WORK REQUEST: Each line from the one that includes "Exercise. Point to every instance of the tree" to the last line of the data below should be set down exactly; no other lines are wanted.
BEGIN
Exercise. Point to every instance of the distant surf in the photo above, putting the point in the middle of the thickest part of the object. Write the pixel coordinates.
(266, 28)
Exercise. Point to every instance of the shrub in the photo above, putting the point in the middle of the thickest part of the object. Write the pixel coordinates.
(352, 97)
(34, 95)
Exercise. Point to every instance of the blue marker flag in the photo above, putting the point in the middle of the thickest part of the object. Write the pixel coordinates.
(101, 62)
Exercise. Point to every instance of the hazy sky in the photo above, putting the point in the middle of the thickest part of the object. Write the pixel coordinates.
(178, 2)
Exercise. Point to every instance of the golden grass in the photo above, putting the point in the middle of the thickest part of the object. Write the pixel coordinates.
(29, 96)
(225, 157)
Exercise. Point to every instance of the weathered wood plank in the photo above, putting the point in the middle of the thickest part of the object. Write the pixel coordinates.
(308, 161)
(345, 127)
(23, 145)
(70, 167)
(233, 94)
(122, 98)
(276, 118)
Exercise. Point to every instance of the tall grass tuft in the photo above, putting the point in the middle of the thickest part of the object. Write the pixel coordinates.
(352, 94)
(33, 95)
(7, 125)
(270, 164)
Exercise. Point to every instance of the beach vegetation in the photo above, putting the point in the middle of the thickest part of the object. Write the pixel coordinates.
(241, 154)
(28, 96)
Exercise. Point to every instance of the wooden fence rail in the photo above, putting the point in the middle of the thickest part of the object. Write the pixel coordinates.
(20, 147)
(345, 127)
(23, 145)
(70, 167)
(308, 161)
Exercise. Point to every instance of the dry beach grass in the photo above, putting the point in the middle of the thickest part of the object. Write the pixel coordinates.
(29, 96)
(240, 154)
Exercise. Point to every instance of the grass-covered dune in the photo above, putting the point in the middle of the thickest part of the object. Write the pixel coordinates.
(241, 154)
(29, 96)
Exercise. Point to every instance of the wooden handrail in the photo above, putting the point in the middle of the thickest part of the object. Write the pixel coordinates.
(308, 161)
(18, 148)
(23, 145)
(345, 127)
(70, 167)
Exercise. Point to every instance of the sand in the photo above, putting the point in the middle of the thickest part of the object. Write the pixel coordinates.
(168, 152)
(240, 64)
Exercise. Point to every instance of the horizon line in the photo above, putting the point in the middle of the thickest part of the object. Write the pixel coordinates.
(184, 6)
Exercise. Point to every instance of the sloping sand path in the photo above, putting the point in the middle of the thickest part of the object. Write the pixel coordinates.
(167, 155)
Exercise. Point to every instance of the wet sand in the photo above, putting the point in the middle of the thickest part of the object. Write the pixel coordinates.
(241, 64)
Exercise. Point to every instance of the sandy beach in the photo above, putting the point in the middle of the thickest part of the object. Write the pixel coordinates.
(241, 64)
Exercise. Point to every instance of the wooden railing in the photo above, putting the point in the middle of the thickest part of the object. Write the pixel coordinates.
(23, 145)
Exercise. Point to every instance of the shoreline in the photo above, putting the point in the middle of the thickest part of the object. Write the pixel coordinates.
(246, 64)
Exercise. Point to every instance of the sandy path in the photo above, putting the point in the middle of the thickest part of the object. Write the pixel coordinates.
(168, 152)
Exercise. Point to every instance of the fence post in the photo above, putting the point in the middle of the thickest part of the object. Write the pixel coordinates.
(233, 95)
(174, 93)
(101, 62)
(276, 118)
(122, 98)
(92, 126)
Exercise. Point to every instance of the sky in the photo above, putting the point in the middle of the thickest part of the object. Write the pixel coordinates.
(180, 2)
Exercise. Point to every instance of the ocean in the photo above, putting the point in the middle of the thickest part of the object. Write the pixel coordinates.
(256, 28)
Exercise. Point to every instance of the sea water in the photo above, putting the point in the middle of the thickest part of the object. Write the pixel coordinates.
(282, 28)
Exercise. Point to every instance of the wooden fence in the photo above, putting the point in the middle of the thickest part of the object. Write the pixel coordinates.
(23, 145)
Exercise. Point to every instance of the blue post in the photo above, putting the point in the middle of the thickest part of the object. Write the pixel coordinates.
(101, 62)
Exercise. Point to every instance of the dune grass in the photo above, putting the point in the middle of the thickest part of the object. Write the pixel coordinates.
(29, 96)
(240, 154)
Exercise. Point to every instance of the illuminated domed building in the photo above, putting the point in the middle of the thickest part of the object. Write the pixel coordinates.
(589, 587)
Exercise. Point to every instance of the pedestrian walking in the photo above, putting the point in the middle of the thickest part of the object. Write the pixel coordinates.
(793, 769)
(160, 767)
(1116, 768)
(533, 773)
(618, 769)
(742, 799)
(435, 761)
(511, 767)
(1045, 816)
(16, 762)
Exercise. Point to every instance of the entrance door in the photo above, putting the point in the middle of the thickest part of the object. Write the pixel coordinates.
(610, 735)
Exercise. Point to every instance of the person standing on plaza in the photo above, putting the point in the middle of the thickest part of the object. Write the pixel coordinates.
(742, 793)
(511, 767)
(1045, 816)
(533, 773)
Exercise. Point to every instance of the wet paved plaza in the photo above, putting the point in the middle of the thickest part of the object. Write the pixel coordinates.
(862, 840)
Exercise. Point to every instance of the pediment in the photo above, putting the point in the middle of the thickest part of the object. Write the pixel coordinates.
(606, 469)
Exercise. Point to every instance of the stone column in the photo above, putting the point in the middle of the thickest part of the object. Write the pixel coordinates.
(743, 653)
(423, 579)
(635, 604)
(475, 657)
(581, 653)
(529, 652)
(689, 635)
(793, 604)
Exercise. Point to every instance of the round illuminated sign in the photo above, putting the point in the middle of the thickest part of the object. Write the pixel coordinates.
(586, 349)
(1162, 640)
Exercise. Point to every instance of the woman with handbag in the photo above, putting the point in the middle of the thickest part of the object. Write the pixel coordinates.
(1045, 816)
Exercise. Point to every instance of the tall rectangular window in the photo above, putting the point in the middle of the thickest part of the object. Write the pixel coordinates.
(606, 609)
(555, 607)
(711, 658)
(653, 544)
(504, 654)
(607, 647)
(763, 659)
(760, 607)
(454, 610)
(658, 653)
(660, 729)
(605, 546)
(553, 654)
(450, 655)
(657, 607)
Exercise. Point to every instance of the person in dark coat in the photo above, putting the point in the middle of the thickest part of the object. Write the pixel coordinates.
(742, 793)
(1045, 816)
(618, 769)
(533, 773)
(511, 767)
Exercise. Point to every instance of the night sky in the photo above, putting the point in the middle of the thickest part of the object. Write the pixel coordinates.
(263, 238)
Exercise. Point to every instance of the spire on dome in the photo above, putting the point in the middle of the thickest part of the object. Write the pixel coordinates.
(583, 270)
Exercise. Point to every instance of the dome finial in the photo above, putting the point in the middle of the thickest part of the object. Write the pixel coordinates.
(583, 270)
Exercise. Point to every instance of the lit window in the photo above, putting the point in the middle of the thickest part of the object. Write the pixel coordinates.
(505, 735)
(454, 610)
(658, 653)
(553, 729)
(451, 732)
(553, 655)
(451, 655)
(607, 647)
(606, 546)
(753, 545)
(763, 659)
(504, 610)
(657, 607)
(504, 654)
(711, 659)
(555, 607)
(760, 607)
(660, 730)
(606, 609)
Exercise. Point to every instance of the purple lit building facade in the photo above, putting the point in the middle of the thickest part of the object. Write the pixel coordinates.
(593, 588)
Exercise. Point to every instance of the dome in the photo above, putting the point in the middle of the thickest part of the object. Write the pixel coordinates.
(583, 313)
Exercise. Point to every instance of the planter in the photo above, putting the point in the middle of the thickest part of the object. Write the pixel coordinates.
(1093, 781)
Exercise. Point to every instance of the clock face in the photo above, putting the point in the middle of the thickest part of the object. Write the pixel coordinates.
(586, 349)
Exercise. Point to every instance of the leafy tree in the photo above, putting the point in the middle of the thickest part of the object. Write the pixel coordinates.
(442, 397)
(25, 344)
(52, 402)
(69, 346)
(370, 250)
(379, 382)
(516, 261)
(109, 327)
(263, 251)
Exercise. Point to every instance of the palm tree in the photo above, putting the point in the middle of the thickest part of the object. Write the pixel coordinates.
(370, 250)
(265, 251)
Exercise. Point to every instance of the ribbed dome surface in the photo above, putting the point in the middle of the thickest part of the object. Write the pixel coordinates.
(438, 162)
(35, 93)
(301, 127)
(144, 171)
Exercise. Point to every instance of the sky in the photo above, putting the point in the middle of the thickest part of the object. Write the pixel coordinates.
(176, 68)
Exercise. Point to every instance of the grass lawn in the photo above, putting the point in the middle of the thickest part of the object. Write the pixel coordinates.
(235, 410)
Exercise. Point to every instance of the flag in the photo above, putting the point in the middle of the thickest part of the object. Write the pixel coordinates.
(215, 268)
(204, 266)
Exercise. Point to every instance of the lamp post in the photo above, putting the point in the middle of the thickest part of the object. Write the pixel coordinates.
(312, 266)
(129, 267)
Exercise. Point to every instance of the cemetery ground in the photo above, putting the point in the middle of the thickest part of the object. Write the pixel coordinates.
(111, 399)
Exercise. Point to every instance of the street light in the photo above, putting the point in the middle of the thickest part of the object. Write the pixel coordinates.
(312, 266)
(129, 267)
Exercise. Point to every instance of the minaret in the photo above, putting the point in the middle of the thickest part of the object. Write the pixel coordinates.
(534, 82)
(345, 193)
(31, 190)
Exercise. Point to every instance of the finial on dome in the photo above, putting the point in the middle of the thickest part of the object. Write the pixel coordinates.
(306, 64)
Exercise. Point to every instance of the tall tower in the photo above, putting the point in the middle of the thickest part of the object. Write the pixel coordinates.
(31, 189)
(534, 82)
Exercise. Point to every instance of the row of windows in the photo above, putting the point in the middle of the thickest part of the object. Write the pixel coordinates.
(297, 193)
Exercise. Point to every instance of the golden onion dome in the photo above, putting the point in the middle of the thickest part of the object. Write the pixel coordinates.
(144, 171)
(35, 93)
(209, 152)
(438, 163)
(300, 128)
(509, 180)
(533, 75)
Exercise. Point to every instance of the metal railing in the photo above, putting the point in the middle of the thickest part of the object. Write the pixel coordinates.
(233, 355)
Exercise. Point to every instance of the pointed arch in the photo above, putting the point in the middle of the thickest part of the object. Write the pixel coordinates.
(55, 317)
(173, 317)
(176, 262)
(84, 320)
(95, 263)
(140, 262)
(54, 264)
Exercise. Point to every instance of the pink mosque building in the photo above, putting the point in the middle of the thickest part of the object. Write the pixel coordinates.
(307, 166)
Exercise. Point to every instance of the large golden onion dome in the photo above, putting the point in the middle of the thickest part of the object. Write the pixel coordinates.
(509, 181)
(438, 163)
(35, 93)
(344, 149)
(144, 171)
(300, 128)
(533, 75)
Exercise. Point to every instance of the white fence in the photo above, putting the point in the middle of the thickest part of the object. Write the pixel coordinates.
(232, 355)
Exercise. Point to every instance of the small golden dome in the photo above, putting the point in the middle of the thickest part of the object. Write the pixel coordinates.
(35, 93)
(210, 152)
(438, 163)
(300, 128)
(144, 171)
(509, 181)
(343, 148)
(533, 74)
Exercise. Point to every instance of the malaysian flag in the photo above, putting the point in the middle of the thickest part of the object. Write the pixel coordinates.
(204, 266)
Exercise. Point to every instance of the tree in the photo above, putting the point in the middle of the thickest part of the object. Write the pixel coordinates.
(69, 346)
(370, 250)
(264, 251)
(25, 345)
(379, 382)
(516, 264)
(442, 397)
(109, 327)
END
TASK RESPONSE:
Exercise. Point to every instance of the tree in the photo above, putting the point in the middle of the thickest part of the object. Write the pixel coordinates.
(69, 346)
(370, 250)
(264, 251)
(25, 345)
(379, 382)
(516, 264)
(442, 397)
(109, 327)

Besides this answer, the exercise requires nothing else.